Both the line containing "In this exercise you will annotate each instance of the trouser" and the last line of the listing are included: write out exactly the lines from one to the other.

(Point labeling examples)
==========

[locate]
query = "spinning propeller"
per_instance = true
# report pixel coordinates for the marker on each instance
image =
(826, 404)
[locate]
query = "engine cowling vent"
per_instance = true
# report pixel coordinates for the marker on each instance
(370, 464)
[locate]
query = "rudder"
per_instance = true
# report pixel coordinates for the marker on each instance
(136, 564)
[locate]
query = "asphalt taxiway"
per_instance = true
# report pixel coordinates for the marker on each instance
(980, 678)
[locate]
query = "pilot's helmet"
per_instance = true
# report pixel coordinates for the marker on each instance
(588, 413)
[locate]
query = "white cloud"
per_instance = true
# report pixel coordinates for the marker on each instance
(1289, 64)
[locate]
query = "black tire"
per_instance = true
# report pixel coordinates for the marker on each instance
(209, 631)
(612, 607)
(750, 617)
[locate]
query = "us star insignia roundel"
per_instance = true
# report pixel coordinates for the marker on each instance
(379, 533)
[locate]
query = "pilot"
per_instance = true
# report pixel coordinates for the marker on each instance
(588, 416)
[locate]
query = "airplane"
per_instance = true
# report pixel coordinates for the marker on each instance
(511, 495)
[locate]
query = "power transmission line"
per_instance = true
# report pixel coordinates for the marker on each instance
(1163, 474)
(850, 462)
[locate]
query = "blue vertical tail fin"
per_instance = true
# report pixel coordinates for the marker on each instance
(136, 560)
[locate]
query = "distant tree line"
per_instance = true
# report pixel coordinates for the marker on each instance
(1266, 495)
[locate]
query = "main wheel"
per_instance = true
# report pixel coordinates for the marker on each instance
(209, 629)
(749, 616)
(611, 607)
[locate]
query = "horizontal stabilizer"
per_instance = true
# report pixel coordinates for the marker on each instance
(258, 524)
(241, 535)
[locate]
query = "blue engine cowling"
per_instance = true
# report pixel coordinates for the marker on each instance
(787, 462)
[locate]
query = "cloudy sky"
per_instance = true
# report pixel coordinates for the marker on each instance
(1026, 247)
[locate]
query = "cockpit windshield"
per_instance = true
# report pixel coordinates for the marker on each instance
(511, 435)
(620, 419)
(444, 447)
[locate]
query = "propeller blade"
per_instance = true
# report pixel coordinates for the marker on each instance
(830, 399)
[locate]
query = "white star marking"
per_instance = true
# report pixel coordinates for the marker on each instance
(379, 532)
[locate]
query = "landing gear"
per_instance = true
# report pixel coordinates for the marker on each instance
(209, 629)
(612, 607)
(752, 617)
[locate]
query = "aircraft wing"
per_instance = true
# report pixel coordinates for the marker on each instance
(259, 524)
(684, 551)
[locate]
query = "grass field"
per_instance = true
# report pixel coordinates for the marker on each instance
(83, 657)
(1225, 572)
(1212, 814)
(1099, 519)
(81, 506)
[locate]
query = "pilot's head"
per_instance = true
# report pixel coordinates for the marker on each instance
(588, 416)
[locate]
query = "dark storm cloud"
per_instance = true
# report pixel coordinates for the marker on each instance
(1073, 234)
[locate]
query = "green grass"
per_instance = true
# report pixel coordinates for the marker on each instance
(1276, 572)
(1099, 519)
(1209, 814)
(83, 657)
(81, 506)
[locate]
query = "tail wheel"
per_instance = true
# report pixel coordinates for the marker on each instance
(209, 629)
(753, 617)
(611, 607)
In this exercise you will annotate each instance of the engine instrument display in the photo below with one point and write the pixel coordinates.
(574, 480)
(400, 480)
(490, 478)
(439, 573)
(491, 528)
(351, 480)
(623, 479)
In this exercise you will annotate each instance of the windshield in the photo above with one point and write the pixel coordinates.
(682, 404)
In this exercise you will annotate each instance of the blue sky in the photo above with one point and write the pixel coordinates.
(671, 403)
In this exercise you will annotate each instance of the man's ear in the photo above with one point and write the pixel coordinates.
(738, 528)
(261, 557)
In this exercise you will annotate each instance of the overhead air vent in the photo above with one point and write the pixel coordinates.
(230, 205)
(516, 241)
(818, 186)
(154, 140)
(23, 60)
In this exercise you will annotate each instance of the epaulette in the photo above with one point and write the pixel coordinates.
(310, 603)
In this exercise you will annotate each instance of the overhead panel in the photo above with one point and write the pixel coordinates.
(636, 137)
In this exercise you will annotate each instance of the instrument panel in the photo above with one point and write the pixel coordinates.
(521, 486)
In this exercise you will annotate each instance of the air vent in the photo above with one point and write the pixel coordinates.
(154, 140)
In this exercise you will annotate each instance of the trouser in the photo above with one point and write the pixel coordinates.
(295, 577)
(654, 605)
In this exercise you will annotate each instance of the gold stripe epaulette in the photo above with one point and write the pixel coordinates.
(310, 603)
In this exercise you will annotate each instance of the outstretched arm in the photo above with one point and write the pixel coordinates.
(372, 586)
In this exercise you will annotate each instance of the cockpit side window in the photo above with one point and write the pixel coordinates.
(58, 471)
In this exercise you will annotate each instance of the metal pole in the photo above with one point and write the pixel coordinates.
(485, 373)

==========

▸ The reply:
In this exercise you will annotate each instance of the trouser in the photo above with one point and write the pixel coordinates.
(295, 577)
(654, 605)
In this exercise you will annotate each instance of the gold stripe epaulette in the photo above with one point and write the pixel coordinates.
(310, 603)
In this exercise you will annotate each instance of the outstretched arm in the photo above with one point and write the pixel coordinates.
(372, 586)
In this exercise you will annotate each instance of the cockpit side window in the photo above with one point and write the pixel coordinates.
(58, 471)
In this exercise you will annotate each instance of the metal pole in the photo above with one point and write the pixel coordinates.
(485, 373)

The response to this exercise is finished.